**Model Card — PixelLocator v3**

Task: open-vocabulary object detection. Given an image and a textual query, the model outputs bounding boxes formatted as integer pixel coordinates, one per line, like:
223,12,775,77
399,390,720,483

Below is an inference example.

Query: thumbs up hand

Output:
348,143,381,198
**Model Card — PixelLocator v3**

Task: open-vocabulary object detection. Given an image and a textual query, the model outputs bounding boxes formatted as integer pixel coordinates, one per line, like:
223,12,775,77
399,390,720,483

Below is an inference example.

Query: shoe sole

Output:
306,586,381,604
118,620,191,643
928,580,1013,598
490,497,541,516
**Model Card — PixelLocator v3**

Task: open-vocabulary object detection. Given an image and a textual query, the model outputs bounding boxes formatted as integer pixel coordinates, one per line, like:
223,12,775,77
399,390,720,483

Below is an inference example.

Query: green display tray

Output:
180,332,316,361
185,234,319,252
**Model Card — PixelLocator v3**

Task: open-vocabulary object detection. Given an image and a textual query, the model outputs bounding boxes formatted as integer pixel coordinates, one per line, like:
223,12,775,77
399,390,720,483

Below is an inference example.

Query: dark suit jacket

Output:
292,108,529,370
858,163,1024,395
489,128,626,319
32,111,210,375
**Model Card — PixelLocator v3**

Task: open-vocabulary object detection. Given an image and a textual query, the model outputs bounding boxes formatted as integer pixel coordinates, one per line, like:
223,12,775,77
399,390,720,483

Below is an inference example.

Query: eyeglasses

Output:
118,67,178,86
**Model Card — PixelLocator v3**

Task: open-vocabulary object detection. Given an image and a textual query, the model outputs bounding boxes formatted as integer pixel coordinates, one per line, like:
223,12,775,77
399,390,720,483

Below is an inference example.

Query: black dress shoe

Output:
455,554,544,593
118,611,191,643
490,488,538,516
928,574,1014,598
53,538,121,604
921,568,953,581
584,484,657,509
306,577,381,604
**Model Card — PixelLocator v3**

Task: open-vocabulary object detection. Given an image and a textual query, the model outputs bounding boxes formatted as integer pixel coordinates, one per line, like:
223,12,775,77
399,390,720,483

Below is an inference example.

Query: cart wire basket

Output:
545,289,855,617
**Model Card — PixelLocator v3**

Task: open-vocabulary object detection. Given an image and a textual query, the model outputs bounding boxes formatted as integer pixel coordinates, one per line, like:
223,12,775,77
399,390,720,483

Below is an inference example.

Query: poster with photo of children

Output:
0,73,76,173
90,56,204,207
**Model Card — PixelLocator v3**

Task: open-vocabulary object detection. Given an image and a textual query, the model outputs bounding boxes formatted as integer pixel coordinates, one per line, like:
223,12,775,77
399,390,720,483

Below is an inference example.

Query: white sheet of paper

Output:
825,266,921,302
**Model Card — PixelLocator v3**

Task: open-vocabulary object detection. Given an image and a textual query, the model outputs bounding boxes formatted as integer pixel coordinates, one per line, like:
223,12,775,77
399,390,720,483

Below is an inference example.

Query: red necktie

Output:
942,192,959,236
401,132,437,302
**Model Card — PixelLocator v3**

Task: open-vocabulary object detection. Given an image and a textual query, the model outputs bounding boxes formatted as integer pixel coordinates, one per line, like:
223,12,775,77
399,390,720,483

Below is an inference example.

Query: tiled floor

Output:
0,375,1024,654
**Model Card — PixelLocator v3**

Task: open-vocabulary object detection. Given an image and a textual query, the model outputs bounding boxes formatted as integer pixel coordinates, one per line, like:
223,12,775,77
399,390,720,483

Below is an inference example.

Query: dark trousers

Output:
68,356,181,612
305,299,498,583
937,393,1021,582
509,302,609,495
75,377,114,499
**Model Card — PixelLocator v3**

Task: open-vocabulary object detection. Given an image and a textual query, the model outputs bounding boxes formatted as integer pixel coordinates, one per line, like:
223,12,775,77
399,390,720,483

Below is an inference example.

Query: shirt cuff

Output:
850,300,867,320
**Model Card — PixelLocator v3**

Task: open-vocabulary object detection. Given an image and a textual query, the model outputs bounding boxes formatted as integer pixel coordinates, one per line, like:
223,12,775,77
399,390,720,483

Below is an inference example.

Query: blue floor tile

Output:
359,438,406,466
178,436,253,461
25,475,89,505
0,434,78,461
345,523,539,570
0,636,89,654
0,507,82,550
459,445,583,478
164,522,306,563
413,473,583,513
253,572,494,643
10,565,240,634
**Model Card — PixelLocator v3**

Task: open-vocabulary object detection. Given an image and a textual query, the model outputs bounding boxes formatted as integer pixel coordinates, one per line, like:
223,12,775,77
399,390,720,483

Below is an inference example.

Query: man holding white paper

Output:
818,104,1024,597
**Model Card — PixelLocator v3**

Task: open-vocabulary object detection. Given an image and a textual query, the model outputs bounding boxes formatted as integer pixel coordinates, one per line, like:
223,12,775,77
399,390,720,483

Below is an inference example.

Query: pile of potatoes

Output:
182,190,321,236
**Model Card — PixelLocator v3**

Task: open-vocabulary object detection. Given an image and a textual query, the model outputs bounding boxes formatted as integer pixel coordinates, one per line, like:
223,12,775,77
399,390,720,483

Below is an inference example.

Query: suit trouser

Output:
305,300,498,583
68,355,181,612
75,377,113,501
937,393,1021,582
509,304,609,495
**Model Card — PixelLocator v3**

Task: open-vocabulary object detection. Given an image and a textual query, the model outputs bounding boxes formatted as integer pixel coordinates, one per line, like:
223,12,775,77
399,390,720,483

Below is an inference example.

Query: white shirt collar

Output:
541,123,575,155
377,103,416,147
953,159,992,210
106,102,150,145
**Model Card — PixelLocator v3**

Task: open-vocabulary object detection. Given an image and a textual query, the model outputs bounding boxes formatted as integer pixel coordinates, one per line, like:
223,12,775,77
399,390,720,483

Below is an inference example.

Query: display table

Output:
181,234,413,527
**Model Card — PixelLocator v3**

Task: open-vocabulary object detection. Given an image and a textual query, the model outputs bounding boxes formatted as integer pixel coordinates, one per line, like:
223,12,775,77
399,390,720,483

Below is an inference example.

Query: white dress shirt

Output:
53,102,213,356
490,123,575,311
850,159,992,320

## Aim of the task
Put every line of the rows above into a single numbered list, one line per item, and leave out the blank lines.

## Complete response
1. **Model Card — PixelLocator v3**
2. Task: open-vocabulary object detection. Given an image and a textual query, the model outputs bounding boxes formatted as integer pixel coordinates, one per line, like:
3. 223,12,775,77
4. 399,390,720,483
5. Below is an inference example.
6. Query: thumbs up hand
7. Output:
8. 348,143,381,198
9. **Model Card — PixelLocator v3**
10. Task: open-vocabulary object detection. Given an image and a textual query, the model outputs bounding boxes formatted as integer pixel coordinates, one per line, like:
11. 223,12,775,77
12. 399,390,720,483
13. Below is an inference example.
14. Query: shoe sole
15. Output:
16. 306,586,381,604
17. 118,620,191,643
18. 928,580,1013,598
19. 490,497,541,516
20. **Model Card — PixelLocator v3**
21. Task: open-vocabulary object detection. Given an image and a textual query, the model outputs bounding boxes formatted as integer pixel coordinates, one per line, like:
22. 223,12,775,77
23. 399,390,720,483
24. Below is an inference example.
25. Query: green display tray
26. Output:
27. 180,332,316,361
28. 185,234,319,252
29. **Model Card — PixelLocator v3**
30. Task: open-vocabulary object detection. Given an image and a textual query, the model outputs bounding boxes formatted as integer pixel coordinates, one per line, like:
31. 223,12,775,77
32. 399,390,720,483
33. Below is an inference example.
34. Query: dark suit jacket
35. Output:
36. 292,108,529,370
37. 858,163,1024,395
38. 489,128,626,319
39. 32,111,210,375
40. **Model Card — PixelLocator v3**
41. Task: open-vocabulary object detection. Given an image and a textual query, the model outputs bounding boxes formatted as integer pixel coordinates, one per line, like:
42. 223,12,775,77
43. 399,390,720,483
44. Below is an inference example.
45. Query: eyeglasses
46. Output:
47. 118,67,178,86
48. **Model Card — PixelLocator v3**
49. Task: open-vocabulary object detection. Given an image and a textual query, the model outputs bounding boxes formatted as integer pixel coordinates, one per line, like:
50. 223,12,775,77
51. 399,390,720,483
52. Below is an inference example.
53. Query: black dress shoe
54. Output:
55. 455,554,544,593
56. 118,611,191,643
57. 490,488,538,516
58. 928,574,1014,598
59. 53,538,121,604
60. 921,568,953,581
61. 584,484,657,509
62. 306,577,381,604
63. **Model Card — PixelLocator v3**
64. Task: open-vocabulary object detection. Given an image and a textual query, the model outputs bounding boxes formatted as integer pixel coordinates, one per line, like:
65. 223,12,775,77
66. 399,390,720,483
67. Below is an inference example.
68. Query: cart wire basket
69. Output:
70. 545,289,855,617
71. **Model Card — PixelLocator v3**
72. Task: open-vocabulary object detection. Given an image and a textual query, the model outputs bounding boxes formatted as integer pixel coordinates, one per line, like:
73. 223,12,775,77
74. 399,390,720,483
75. Below is an inference example.
76. Query: poster with photo of children
77. Output:
78. 0,73,76,173
79. 90,56,204,207
80. **Model Card — PixelLocator v3**
81. Task: open-vocabulary object detection. Given an image and a textual query, the model outputs bounding boxes formatted as integer pixel coordinates, one per line, like:
82. 223,12,775,77
83. 399,390,720,483
84. Below is an inference example.
85. Query: white sheet of paper
86. Output:
87. 825,266,921,302
88. **Model Card — PixelLocator v3**
89. Task: open-vocabulary object detection. Given an image and a textual query, the model outputs bounding boxes formatted as integer pixel coordinates, one per line, like:
90. 223,12,775,77
91. 399,390,720,483
92. Below is an inference example.
93. Query: red necktie
94. Output:
95. 942,192,959,236
96. 401,132,437,302
97. **Model Card — PixelLocator v3**
98. Task: open-vocabulary object detection. Given an image and a textual query, the model outputs bounding boxes formatted as integer pixel coordinates, one per line, like:
99. 223,12,775,77
100. 399,390,720,483
101. Below is an inference example.
102. Query: tiled floor
103. Output:
104. 0,375,1024,654
105. **Model Card — PixelLocator v3**
106. Task: open-vocabulary object detection. Given an image and a textual query, the model outputs bounding boxes formatted as integer pixel coordinates, one per line, like:
107. 223,12,775,77
108. 399,390,720,483
109. Below is an inference example.
110. Query: dark trousers
111. Output:
112. 68,356,181,612
113. 305,299,498,583
114. 937,393,1021,582
115. 509,302,609,495
116. 75,377,114,499
117. **Model Card — PixelLocator v3**
118. Task: open-vocabulary object detection. Given an image and a textual query, the model outputs bounding boxes formatted as integer pixel coordinates, one per line, like:
119. 223,12,775,77
120. 399,390,720,483
121. Below is an inference example.
122. Query: shirt cuff
123. Output:
124. 850,300,867,320
125. **Model Card — PixelLocator v3**
126. Task: open-vocabulary object detection. Given an image and a textual query, the model outputs bounding boxes formatted as integer pixel coordinates, one per line, like:
127. 223,12,775,77
128. 399,390,720,483
129. Below is an inference example.
130. Query: blue floor tile
131. Output:
132. 359,438,406,466
133. 178,436,253,461
134. 25,475,89,505
135. 0,434,78,461
136. 345,523,539,570
137. 0,636,89,654
138. 0,507,82,550
139. 459,445,583,478
140. 164,522,306,563
141. 413,473,583,513
142. 253,572,494,643
143. 10,565,240,634
144. **Model Card — PixelLocator v3**
145. Task: open-vocabulary object detection. Given an image and a textual query, the model outputs bounding boxes formatted as integer pixel coordinates, one per line, like:
146. 223,12,775,77
147. 399,390,720,483
148. Below is an inference example.
149. Query: man holding white paper
150. Output:
151. 818,104,1024,597
152. **Model Card — PixelLocator v3**
153. Task: open-vocabulary object detection. Given an image and a textual query, the model outputs bounding boxes formatted as integer pixel coordinates, one per line, like:
154. 223,12,775,77
155. 399,390,720,483
156. Below is an inference example.
157. Query: pile of potatoes
158. Output:
159. 182,190,321,236
160. **Model Card — PixelLocator v3**
161. Task: open-vocabulary object detection. Given an image and a textual query, the model outputs bounding boxes formatted as integer pixel coordinates, one per line, like:
162. 223,12,775,77
163. 399,390,720,483
164. Below is an inference example.
165. Query: suit trouser
166. Output:
167. 305,300,498,583
168. 68,355,181,612
169. 75,377,113,501
170. 937,393,1021,582
171. 509,304,609,495
172. **Model Card — PixelLocator v3**
173. Task: open-vocabulary object detection. Given an image and a textual query, the model outputs bounding boxes formatted as integer pixel coordinates, one per line, like:
174. 223,12,775,77
175. 399,390,720,483
176. Below is an inference example.
177. Query: white shirt collar
178. Output:
179. 541,123,575,155
180. 377,103,416,147
181. 953,159,992,210
182. 106,102,150,145
183. **Model Card — PixelLocator v3**
184. Task: open-vocabulary object detection. Given an image and a textual query, the model outputs bounding boxes formatted as integer pixel coordinates, one per line, like:
185. 223,12,775,77
186. 399,390,720,483
187. Below is an inference example.
188. Query: display table
189. Output:
190. 181,234,413,527
191. **Model Card — PixelLocator v3**
192. Task: open-vocabulary object detection. Given an image and a textual query, the model outputs bounding boxes formatted as integer pixel coordinates, one per line, like:
193. 223,12,775,77
194. 399,390,720,483
195. Below is an inference example.
196. Query: white dress shirt
197. Output:
198. 53,102,213,356
199. 490,123,575,311
200. 850,159,992,320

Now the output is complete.